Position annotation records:
====

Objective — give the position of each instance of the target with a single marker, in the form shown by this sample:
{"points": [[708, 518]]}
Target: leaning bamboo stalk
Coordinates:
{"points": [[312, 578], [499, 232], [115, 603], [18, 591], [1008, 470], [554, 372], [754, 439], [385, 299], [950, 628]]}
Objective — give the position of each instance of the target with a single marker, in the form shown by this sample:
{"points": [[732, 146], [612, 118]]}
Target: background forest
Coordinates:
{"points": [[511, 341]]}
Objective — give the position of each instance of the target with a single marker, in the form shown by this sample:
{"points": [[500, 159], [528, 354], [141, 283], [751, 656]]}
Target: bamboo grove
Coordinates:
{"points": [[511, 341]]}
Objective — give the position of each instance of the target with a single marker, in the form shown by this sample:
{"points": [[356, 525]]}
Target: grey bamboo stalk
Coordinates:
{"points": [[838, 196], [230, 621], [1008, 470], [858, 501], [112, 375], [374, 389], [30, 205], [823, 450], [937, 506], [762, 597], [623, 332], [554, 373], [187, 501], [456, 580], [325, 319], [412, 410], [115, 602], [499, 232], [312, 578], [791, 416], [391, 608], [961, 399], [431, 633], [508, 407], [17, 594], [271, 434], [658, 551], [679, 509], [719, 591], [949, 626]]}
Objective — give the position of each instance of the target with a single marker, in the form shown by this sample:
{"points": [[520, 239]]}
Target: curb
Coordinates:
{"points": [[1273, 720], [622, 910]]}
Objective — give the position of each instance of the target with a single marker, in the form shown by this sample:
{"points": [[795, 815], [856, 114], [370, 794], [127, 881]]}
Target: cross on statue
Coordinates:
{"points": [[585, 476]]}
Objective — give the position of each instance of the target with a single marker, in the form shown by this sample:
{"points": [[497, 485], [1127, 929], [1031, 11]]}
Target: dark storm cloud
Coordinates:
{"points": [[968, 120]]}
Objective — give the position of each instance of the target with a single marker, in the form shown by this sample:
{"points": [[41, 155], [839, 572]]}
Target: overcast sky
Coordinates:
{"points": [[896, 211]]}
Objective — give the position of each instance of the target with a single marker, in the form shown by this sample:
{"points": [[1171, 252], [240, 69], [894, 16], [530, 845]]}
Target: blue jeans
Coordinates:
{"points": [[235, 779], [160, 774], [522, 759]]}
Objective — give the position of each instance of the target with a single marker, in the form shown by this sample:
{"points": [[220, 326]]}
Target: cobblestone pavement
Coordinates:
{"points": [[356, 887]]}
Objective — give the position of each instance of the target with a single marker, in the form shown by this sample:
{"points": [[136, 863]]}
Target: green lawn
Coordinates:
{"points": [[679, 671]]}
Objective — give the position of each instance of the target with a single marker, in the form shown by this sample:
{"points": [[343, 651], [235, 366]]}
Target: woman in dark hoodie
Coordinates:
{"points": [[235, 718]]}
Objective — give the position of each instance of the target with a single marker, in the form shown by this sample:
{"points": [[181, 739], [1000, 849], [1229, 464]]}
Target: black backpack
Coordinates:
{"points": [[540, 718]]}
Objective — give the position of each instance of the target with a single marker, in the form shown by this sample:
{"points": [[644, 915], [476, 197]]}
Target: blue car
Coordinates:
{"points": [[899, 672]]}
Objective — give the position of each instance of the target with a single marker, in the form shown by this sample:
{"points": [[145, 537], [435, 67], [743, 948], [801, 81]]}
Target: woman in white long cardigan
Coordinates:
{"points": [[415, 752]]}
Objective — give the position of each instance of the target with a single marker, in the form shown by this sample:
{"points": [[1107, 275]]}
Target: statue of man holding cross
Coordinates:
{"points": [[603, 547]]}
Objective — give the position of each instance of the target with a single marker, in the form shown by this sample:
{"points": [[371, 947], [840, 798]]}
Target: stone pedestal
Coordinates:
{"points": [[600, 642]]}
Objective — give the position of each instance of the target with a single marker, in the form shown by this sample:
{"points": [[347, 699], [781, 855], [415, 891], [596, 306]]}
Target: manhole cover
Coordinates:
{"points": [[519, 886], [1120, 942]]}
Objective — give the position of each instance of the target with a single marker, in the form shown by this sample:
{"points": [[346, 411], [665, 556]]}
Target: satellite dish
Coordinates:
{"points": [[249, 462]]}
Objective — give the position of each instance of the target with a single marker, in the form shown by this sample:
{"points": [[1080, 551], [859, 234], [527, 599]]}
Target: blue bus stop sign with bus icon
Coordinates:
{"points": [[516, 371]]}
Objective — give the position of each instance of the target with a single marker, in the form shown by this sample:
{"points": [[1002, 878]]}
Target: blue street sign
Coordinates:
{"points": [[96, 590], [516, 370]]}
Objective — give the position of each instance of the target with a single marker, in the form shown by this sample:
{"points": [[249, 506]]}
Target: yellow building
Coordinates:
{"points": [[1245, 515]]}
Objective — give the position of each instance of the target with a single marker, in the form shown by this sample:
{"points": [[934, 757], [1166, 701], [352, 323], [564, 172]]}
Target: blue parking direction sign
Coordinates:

====

Copy every line exactly. Leave nothing out.

Objective — give the position of each instance of the target with a single marker, in the form shown by this sample:
{"points": [[708, 518]]}
Target: leaning bamboo stalk
Coordinates:
{"points": [[312, 578], [499, 232], [115, 603], [18, 591], [1008, 470], [554, 372], [754, 439], [385, 299], [950, 628]]}
Objective — give the position of each instance of the target with a single marker, in the form shown by this sample:
{"points": [[732, 146], [612, 118]]}
Target: background forest
Coordinates:
{"points": [[511, 341]]}
Objective — give the position of each instance of the target with a single marker, in the form shown by this sample:
{"points": [[500, 159], [528, 354], [141, 283], [751, 656]]}
Target: bamboo grove
Coordinates:
{"points": [[511, 341]]}
Objective — give the position of each instance of the target with a single marker, in the form shown by this sample:
{"points": [[356, 525]]}
Target: grey bamboo stalk
Coordinates:
{"points": [[838, 196], [230, 621], [1008, 470], [858, 501], [112, 375], [374, 389], [30, 205], [823, 450], [937, 506], [762, 597], [623, 332], [554, 373], [187, 501], [456, 580], [325, 319], [412, 410], [115, 602], [499, 232], [312, 578], [791, 416], [391, 608], [961, 399], [431, 633], [508, 407], [17, 594], [271, 434], [658, 551], [679, 509], [719, 591], [949, 626]]}
Objective — give the position of each instance of the target with a single marker, in the form shown by this sample:
{"points": [[520, 239]]}
Target: curb
Coordinates:
{"points": [[1273, 720], [622, 910]]}
Objective — give the position of each instance of the target with a single marker, in the form shown by this sample:
{"points": [[795, 815], [856, 114], [370, 794], [127, 881]]}
Target: cross on statue
Coordinates:
{"points": [[585, 476]]}
Objective — give the position of each instance of the target with a single marker, in the form shown by this sample:
{"points": [[497, 485], [1127, 929], [1031, 11]]}
Target: dark storm cloud
Coordinates:
{"points": [[968, 120]]}
Objective — give the position of each instance of the target with a single marker, in the form shown by this sample:
{"points": [[41, 155], [839, 572]]}
Target: overcast sky
Coordinates:
{"points": [[896, 211]]}
Objective — give the position of each instance of the target with a single marker, in the form shown by this sample:
{"points": [[1171, 252], [240, 69], [894, 16], [530, 845]]}
Target: blue jeans
Coordinates:
{"points": [[235, 779], [160, 774], [522, 759]]}
Objective — give the position of each instance of the target with a single marker, in the form shown by this sample:
{"points": [[220, 326]]}
Target: cobblestone pavement
Coordinates:
{"points": [[356, 887]]}
Objective — give the position of each instance of the target with a single marker, in the form shown by this sample:
{"points": [[136, 863]]}
Target: green lawn
Coordinates:
{"points": [[679, 671]]}
Objective — give the position of each instance of the target with a single marker, in the form shown by this sample:
{"points": [[343, 651], [235, 366]]}
Target: woman in dark hoodie
Coordinates:
{"points": [[235, 718]]}
Objective — give the position of each instance of the target with a single marker, in the form shown by this sample:
{"points": [[181, 739], [1000, 849], [1229, 464]]}
Target: black backpack
Coordinates:
{"points": [[540, 718]]}
Objective — give the position of each instance of the target with a single marker, in the form shown by this sample:
{"points": [[644, 915], [476, 197]]}
Target: blue car
Coordinates:
{"points": [[899, 672]]}
Objective — give the position of each instance of the target with a single marker, in the form shown by this sample:
{"points": [[145, 537], [435, 67], [743, 948], [801, 81]]}
Target: woman in white long cardigan
Coordinates:
{"points": [[415, 752]]}
Objective — give the position of each instance of the target with a single marker, in the form shown by this sample:
{"points": [[1107, 275]]}
Target: statue of man holding cross
Coordinates:
{"points": [[603, 547]]}
Objective — give the position of each instance of the target with a single marker, in the form shown by this sample:
{"points": [[371, 947], [840, 798]]}
Target: stone pedestal
Coordinates:
{"points": [[600, 642]]}
Objective — give the position of each instance of the target with a single marker, in the form shown by this sample:
{"points": [[347, 699], [781, 855], [415, 891], [596, 306]]}
Target: manhole cover
Coordinates:
{"points": [[519, 886], [1120, 942]]}
Objective — give the position of each instance of the target with a single marker, in the form shown by this sample:
{"points": [[346, 411], [665, 556]]}
Target: satellite dish
Coordinates:
{"points": [[249, 462]]}
Objective — give the position of each instance of the target with a single marker, in the form shown by this sample:
{"points": [[1080, 551], [859, 234], [527, 599]]}
Target: blue bus stop sign with bus icon
Coordinates:
{"points": [[516, 371]]}
Objective — give the position of each instance of the target with a single marker, in the form shown by this sample:
{"points": [[1002, 878]]}
Target: blue street sign
Coordinates:
{"points": [[96, 590], [516, 370]]}
Objective — give the position of each instance of the target with a single marker, in the form shown by this sample:
{"points": [[249, 506]]}
Target: yellow building
Coordinates:
{"points": [[1245, 515]]}
Objective — give the position of each instance of the target with a single marker, in the form shown by this sample:
{"points": [[934, 757], [1166, 701], [352, 323], [564, 172]]}
Target: blue parking direction sign
Coordinates:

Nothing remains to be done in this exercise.